EXERCISE INSTRUCTIONS:
1 - From the forum thread on milk jug sizes, reproduce the passage from "## froggystyle (Oct" up to and including "or at home?".
2 - In the forum thread on milk jug sizes, why does Jon recommend a small jug for making a single drink? Answer in one to three sentences.
3 - According to the forum thread on milk jug sizes, what capacity did the receipt for stevenh's existing jug list?

SOURCE DOCUMENT:
================================
# Size of jugs to use for 1 serving



## stevenh (May 15, 2014)

Quick question (I hope)... if you were to steam milk for a standard double latte, what size of jug would you use for steaming?

Still working on all the units etc, up until now I had always thought of measurements in ml for the espresso part but people are now talking about shot weights around 35g (whereas I use to aim for 60ml volume and top with 180ml steamed milk)...

Do you have multiple jugs of various sizes depending how many servings you making or just put less into a big one?


----------



## froggystyle (Oct 30, 2013)

You have to remember your wand will only go so far in the jug also, if you try to steam too little milk your gonna have problems reaching the milk...

Depending on the length of your wand obviously, the silvia wand doesn't do very well in my jug, i do need a smaller one i guess (jug).


----------



## Jon (Dec 3, 2010)

Is this commercially or at home?

I use a small one almost exclusively (not sure on ml size!). Occasionally I use a bigger one - but to be honest I'm usually making 2-3 drinks max.

What's your situation, how many drinks are you making etc etc?


----------



## stevenh (May 15, 2014)

This is just for home use so only making the odd latte for myself...

I'm getting the Musica so my wand should be quite long i think...


----------



## Jon (Dec 3, 2010)

In my opinion:

I'd get a little one if I were you - dead cheap and much better for a single drink - like Froggy says delving into a big jug for a little milk is a faff. You'll have much more control and idea over what the milk is doing with a small 'un...

p.s. that looks like a lovely machine!


----------



## stevenh (May 15, 2014)

Waiting to receive the machine, can't wait









Just received the Mazzer and it's sitting next to me in a box... will play with it tonight haha

So if you use a small jug, do you end up with milk all the way to top after steaming or leave a bit of room to swirl it?


----------



## Jon (Dec 3, 2010)

Cool! Generally I fill to a little below the bottom of the spout, then add some texture leaving enough room to swirl -for some cups I add a tad more milk for some a wee bit less.

Just trying to find the receipt for my jug to figure out size (maybe 12oz?)

p.s. I am far from one of the sites experts!


----------



## stevenh (May 15, 2014)

Found the receipt for the one I already got and it said 0.6l but think only 500ml when i fill to max lol


----------



## Jon (Dec 3, 2010)

I think that's the next size up (or two) from mine?


----------



## Gadgetz (Jun 15, 2013)
================================
DATA LISTING:

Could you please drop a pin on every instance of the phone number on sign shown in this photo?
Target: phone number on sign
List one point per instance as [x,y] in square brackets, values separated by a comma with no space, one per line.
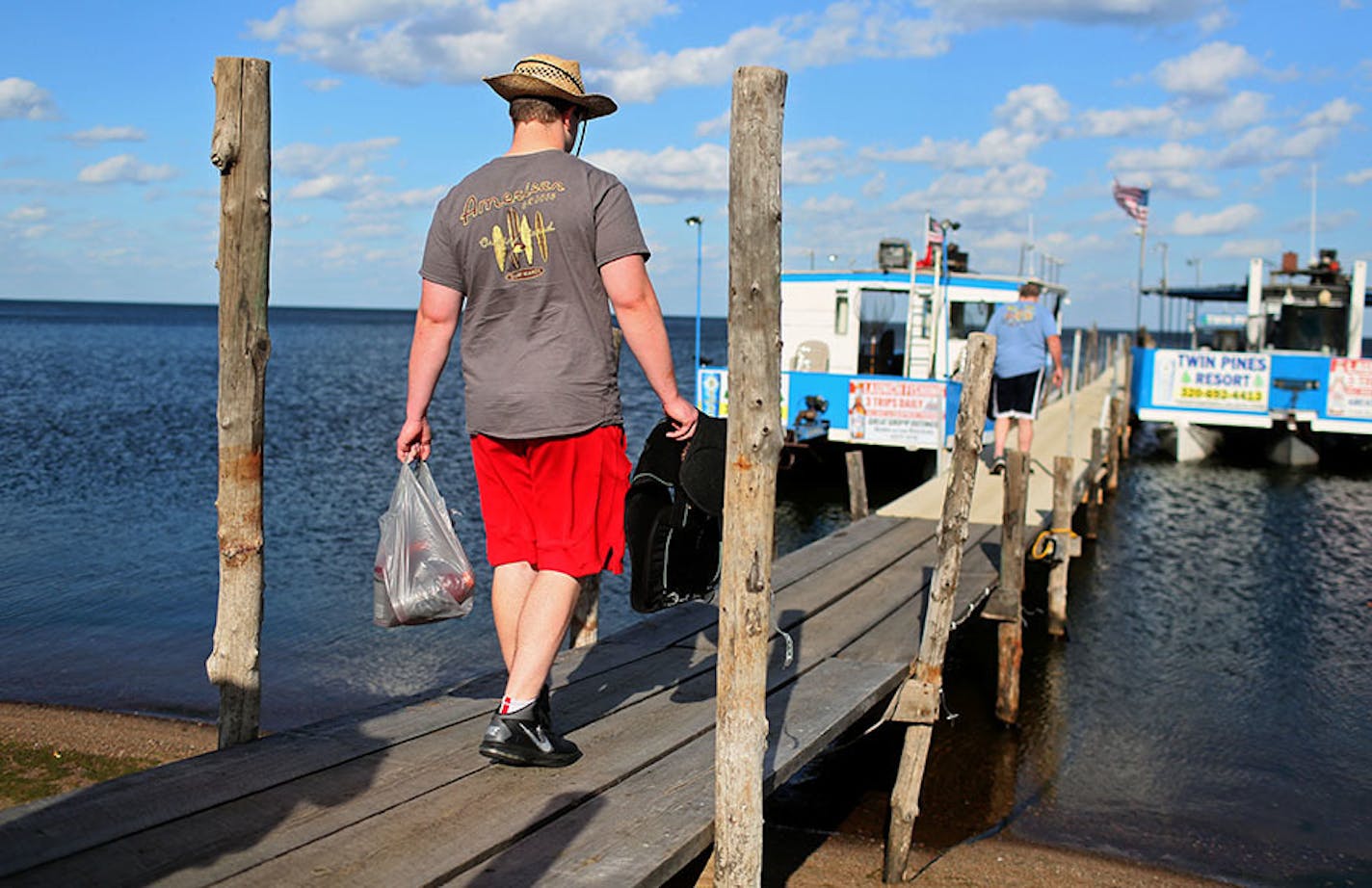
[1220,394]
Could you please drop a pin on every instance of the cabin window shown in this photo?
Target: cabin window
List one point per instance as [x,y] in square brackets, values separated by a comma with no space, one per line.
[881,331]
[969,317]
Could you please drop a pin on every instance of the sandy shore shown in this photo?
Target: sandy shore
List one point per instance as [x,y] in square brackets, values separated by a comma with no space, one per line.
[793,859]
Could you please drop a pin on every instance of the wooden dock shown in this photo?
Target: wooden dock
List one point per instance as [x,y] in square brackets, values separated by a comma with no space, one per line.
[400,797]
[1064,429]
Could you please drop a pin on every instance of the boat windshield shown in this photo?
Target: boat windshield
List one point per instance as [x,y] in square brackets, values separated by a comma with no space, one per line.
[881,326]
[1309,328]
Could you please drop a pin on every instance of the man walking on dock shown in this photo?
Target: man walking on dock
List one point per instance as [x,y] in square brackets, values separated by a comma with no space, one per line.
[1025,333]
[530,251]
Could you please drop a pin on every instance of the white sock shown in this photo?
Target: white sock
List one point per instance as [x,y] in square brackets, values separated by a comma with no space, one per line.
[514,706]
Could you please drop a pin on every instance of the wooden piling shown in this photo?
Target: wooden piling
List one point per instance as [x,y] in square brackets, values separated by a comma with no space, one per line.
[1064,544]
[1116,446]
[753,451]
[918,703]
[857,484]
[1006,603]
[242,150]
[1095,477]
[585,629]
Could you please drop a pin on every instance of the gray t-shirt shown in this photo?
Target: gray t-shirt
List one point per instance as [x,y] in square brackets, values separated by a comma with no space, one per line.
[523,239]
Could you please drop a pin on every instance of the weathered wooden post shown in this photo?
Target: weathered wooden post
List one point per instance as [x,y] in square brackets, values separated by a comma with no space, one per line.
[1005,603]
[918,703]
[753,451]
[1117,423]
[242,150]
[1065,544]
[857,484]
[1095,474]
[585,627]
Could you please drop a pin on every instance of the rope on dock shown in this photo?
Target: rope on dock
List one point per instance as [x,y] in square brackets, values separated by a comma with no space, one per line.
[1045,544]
================================
SOLUTIONS TO THE TASKS:
1 -
## froggystyle (Oct 30, 2013)

You have to remember your wand will only go so far in the jug also, if you try to steam too little milk your gonna have problems reaching the milk...

Depending on the length of your wand obviously, the silvia wand doesn't do very well in my jug, i do need a smaller one i guess (jug).


----------



## Jon (Dec 3, 2010)

Is this commercially or at home?

2 - Jon says a small jug is very cheap and better for one drink, because reaching into a big jug for a little milk is a hassle, as Froggy also points out. He adds that a small jug gives you much more control and a better sense of what the milk is doing.

3 - 0.6 l